Only Hearts can Trump Trumpery

"Trumpery" is a real word.

Says the Merriam-Webster Dictionary:

"Trumpery derives from the Middle English trompery and ultimately from the Middle French tromper, meaning "to deceive." (You can see the meaning of this root reflected in the French phrase trompe-l'oeil-literally, "deceives the eye"  -- which in English refers to a style of painting with photographically realistic detail.) Trumpery first appeared in English in the mid-15th century with the meanings "deceit or "fraud'  and 'worthless nonsense.' "

How prophetic!

Diamonds (that is, money) cannot trump Trump or his Trumpery.  Clubs (that is, coercion  -- violent or nonviolent) cannot trump Trump or his Trumpery. Even spades (hard work and the labor movement) cannot trump Trump or his Trumpery. Only hearts can trump Trump and his Trumpery.

That is, only turning our hearts to what is moving and enraging Trump’s supporters can trump Trump and the trumpery he spews into the body politic. And that is the real issue facing America -- far deeper than one presidential election.

Many liberals and progressives have accurately defined two of the three profound illnesses afflicting American society and perverting our politics today  -- but not the third, for which they are partly responsible.

They have accurately named the economic oppression that has led to worsening inequality and  the collapse  of the white “middle class.”

Stated task 1 –
Select each line of the records that contains the string "dark".
The trumpery essay and the records are unrelated material.

Data shown –
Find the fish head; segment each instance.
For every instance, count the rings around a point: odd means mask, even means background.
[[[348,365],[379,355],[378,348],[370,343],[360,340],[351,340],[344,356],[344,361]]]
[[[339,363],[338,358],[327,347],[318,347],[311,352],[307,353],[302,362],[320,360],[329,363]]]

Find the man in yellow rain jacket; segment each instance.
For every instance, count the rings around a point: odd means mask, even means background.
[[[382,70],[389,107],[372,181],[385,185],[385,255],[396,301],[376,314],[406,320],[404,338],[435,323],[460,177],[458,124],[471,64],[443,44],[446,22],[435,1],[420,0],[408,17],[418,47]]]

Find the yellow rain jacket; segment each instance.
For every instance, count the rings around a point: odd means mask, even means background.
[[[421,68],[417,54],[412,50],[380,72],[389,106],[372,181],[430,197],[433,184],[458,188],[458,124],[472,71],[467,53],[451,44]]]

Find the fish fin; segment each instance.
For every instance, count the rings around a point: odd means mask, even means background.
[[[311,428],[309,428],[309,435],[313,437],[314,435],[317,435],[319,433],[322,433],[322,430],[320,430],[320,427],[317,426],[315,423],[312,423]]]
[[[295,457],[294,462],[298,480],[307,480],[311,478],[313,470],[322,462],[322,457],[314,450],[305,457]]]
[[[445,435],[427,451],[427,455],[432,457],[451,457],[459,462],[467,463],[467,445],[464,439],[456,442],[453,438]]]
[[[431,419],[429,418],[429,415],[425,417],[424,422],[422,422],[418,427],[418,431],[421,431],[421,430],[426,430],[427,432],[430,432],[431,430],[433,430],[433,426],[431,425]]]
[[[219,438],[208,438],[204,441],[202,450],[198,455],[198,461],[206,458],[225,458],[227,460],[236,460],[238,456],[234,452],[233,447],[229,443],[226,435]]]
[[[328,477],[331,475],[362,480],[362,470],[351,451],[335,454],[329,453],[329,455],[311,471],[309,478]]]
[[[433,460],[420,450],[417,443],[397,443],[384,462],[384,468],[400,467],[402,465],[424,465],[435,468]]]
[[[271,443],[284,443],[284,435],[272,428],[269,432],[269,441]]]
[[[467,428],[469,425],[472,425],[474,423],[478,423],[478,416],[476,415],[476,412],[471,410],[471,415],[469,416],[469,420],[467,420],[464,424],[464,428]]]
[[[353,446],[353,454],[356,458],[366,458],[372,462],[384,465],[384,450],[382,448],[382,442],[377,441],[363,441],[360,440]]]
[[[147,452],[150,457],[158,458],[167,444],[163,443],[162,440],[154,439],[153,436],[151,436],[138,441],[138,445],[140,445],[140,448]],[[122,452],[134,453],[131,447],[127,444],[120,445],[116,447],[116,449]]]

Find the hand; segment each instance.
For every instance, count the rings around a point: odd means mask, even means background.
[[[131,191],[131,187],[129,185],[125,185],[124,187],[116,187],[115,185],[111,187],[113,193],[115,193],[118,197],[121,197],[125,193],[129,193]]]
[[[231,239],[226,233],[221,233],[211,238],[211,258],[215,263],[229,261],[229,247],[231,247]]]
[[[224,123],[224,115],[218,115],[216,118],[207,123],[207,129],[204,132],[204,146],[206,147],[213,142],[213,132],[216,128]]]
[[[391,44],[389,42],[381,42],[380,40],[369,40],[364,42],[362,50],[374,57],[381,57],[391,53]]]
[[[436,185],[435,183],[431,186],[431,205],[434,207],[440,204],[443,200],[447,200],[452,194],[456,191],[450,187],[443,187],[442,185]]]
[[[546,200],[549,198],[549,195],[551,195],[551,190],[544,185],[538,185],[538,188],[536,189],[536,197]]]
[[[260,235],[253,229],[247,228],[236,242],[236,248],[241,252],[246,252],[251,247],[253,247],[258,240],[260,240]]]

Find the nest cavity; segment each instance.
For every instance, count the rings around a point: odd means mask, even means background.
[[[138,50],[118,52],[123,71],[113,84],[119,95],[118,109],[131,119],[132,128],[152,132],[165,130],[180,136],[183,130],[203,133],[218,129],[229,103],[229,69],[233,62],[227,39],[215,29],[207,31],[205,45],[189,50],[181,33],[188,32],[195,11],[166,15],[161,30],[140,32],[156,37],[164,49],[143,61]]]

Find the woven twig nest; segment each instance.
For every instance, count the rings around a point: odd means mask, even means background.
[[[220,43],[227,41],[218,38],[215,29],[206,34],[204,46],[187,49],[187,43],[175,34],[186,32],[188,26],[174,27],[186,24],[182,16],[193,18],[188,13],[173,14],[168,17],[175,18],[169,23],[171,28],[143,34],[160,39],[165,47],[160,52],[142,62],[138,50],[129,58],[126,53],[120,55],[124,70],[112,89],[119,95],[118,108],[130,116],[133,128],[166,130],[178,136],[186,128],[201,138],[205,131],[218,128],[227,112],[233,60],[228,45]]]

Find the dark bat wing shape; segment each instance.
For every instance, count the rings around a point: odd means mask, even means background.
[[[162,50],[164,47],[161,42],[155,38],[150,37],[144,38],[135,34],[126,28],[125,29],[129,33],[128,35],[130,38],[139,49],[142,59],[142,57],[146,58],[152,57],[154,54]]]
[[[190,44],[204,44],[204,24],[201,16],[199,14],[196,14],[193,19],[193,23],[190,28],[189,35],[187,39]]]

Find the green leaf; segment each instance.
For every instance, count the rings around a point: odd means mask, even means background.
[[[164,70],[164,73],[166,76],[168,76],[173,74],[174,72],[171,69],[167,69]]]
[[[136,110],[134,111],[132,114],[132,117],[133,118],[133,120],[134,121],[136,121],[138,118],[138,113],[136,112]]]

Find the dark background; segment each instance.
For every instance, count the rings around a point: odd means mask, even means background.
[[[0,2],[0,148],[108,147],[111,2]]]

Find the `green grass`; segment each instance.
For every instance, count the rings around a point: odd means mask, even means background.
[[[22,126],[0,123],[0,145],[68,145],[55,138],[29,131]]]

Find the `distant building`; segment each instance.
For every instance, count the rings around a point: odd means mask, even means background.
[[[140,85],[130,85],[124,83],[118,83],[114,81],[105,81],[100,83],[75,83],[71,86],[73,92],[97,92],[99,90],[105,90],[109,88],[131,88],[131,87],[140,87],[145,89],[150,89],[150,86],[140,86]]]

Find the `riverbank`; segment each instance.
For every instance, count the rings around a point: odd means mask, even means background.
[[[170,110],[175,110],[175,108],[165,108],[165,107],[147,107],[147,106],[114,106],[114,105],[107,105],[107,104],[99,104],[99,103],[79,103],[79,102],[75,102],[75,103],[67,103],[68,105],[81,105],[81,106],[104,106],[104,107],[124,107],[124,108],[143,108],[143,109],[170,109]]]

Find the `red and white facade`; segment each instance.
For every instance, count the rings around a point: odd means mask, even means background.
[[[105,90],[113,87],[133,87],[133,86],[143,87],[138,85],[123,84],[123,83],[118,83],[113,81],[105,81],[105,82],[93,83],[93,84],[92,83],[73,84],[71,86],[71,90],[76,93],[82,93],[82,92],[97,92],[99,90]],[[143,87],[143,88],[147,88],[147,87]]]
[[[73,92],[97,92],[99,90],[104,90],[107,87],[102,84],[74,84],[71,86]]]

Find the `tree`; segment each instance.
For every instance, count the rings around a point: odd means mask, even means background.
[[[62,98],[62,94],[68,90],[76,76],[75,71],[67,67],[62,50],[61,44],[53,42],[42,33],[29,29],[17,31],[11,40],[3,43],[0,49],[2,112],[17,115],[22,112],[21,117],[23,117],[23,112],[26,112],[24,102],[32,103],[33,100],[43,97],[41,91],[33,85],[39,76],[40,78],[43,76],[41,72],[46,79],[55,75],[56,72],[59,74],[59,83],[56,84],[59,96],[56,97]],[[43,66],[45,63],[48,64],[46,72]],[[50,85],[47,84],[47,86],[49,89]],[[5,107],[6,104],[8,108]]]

Stated task 2 –
From the trumpery essay, return everything from "How prophetic!" down to "and his Trumpery.".

Task solution 1 –
Find the dark bat wing shape; segment each instance.
Find the dark background; segment each instance.

Task solution 2 –
How prophetic!

Diamonds (that is, money) cannot trump Trump or his Trumpery.  Clubs (that is, coercion  -- violent or nonviolent) cannot trump Trump or his Trumpery. Even spades (hard work and the labor movement) cannot trump Trump or his Trumpery. Only hearts can trump Trump and his Trumpery.